Supplied text:
# Project 2

## Topic : Stereo reconstruction and Non-linear optimization

#### Instructions
<ul>
    <li> The second project of the course is designed to get you familiar with stereo reconstruction, and non-linear optimization </li>
    <li> Use python for this project. PILLOW and OpenCV are permitted for image I/O. </li>
    <li> Submit this notebook as a zipped file on moodle. The format should be $<$team_id$>$_$<$team_ name$>$.zip. Both members have to submit this zip file. </li>
    <li> A seperate report is not needed if you're coding in the notebook itself. Please provide adequate descriptions of the approaches you've taken. Also mention work distribution for the two members. </li>
    <li> Refer to the late day policy. Start early </li> 
    <li> Download data from here: https://iiitaphyd-my.sharepoint.com/:f:/g/personal/aryan_sakaria_students_iiit_ac_in/Er5C7351IAlFsvwHUesFeSQBQtlSiAS7AORSEJT2qH_8_w?e=ol98k9  </li>
</ul>

----
### PART 1: Stereo dense reconstruction

3-D point clouds are very useful in robotics for several tasks such as object detection, motion estimation (3D-3D matching or 3D-2D matching), SLAM, and other forms of scene understanding.  Stereo camerasprovide  us  with  a  convenient  way  to  generate  dense  point  clouds.Densehere,  in  contrast  tosparse,means all the image points are used for the reconstruction.  In this part of the assignment you will begenerating a dense 3D point cloud reconstruction of a scene from stereo images.

Data:

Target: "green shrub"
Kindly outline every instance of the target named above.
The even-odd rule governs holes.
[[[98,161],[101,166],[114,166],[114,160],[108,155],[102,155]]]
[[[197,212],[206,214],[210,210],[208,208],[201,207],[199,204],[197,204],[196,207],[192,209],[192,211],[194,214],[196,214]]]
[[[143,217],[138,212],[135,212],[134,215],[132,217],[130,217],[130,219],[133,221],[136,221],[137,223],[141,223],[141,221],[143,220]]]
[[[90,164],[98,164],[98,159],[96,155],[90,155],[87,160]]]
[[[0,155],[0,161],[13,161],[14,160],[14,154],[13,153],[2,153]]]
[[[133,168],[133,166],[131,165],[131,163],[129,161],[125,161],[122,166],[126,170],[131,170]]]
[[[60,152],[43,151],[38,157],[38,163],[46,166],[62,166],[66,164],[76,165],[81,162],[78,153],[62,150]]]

Parts of the exercise:
a) Reproduce the Project 2 assignment text between "3-D point clouds" and "from stereo images.", inclusive.
b) Translate this sentence from the Project 2 assignment into Spanish: "3-D point clouds are very useful in robotics for several tasks such as object detection, motion estimation (3D-3D matching or 3D-2D matching), SLAM, and other forms of scene understanding."

Expected answers:
a)
3-D point clouds are very useful in robotics for several tasks such as object detection, motion estimation (3D-3D matching or 3D-2D matching), SLAM, and other forms of scene understanding.  Stereo camerasprovide  us  with  a  convenient  way  to  generate  dense  point  clouds.Densehere,  in  contrast  tosparse,means all the image points are used for the reconstruction.  In this part of the assignment you will begenerating a dense 3D point cloud reconstruction of a scene from stereo images.

b) Las nubes de puntos 3D son muy útiles en robótica para varias tareas, como la detección de objetos, la estimación de movimiento (correspondencia 3D-3D o correspondencia 3D-2D), SLAM y otras formas de comprensión de escenas.